Quote each of the following rows verbatim, without any alteration.

Pointing entries for labeled objects:
□ □ □ □

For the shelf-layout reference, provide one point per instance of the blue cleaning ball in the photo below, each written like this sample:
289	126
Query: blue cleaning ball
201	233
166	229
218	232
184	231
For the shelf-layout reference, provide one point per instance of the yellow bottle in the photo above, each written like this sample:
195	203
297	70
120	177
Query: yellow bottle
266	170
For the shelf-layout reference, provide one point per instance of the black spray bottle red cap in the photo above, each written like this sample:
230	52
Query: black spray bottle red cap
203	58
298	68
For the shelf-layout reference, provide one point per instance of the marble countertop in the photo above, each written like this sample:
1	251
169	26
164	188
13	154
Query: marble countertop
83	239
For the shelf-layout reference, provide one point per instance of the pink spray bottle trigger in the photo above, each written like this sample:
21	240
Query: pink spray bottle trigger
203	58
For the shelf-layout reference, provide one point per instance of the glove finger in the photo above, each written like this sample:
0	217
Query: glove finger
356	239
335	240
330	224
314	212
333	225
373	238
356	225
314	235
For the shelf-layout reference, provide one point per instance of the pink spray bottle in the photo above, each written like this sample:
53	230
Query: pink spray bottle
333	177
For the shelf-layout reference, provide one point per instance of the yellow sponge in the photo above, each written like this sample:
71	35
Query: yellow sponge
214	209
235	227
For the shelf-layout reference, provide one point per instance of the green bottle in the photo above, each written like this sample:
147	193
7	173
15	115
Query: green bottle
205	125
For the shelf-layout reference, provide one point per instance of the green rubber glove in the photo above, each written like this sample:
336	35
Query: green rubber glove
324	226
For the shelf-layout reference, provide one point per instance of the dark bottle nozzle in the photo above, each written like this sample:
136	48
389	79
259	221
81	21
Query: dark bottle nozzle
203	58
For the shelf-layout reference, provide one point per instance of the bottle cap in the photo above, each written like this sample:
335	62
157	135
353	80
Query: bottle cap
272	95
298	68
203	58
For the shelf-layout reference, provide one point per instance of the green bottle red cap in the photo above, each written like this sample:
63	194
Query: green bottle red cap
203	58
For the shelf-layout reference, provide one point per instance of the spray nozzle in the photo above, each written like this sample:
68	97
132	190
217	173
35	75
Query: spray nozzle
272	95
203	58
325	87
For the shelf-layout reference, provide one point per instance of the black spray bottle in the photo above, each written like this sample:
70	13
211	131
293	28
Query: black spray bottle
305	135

□ □ □ □

§ **Result**:
For the shelf-layout reference, provide one point per instance of the blue cleaning ball in the photo below, each written like this sample:
289	126
Query: blue cleaning ball
201	233
166	229
218	232
184	231
For the shelf-layout reference, provide one point per instance of the yellow bottle in the photo above, each written like this sample:
195	203
297	70
120	177
Query: yellow bottle
266	170
For the shelf-layout reference, provide one point per instance of the black spray bottle red cap in the photo above, each written like this sample:
230	52
Query: black spray bottle red cap
203	58
298	68
For the shelf-layout reference, provide one point per instance of the marble countertop in the photo above, each written like this sample:
1	251
169	26
164	188
13	154
Query: marble countertop
83	239
For the shelf-layout reference, provide one point per instance of the pink spray bottle trigger in the photo above, each written like this sample:
21	240
Query: pink spray bottle trigger
203	58
For the shelf-layout reference, provide one point per instance of the glove finger in the photo above, each written like this sample:
0	217
Query: glove finger
356	239
335	240
330	224
314	212
333	225
373	238
356	225
314	235
For the shelf-layout reference, provide one point per instance of the pink spray bottle in the photo above, each written like this sample:
53	230
Query: pink spray bottle
333	177
For the shelf-layout reference, provide one point per instance of the yellow sponge in the photo above, each written like this sample:
71	35
Query: yellow sponge
214	209
235	227
For the shelf-layout reference, provide one point per instance of the green bottle in the photo above, each written like this sample:
147	193
7	173
15	115
Query: green bottle
205	125
For the shelf-layout reference, provide one point per instance of the green rubber glove in the photo above, each written like this sample:
336	35
Query: green rubber glove
324	226
For the shelf-layout reference, provide one point per instance of the dark bottle nozzle in the photo above, each written like this sample:
136	48
389	79
259	221
81	21
Query: dark bottle nozzle
203	58
For the shelf-layout reference, provide one point per instance of the bottle cap in the photo above, each written like this sample:
335	62
157	135
353	80
Query: bottle cap
272	95
298	68
203	58
For the shelf-layout reference, provide one point per instance of the green bottle red cap in the photo above, each written like this sample:
63	194
Query: green bottle red cap
203	58
For the shelf-layout reference, provide one point per instance of the spray nozzle in the photo above, each written like this sample:
68	97
132	190
217	173
35	75
Query: spray nozzle
272	95
203	58
325	87
For the shelf-layout reference, provide one point per instance of the black spray bottle in the photo above, each written like this sample:
70	13
211	131
293	28
Query: black spray bottle
305	135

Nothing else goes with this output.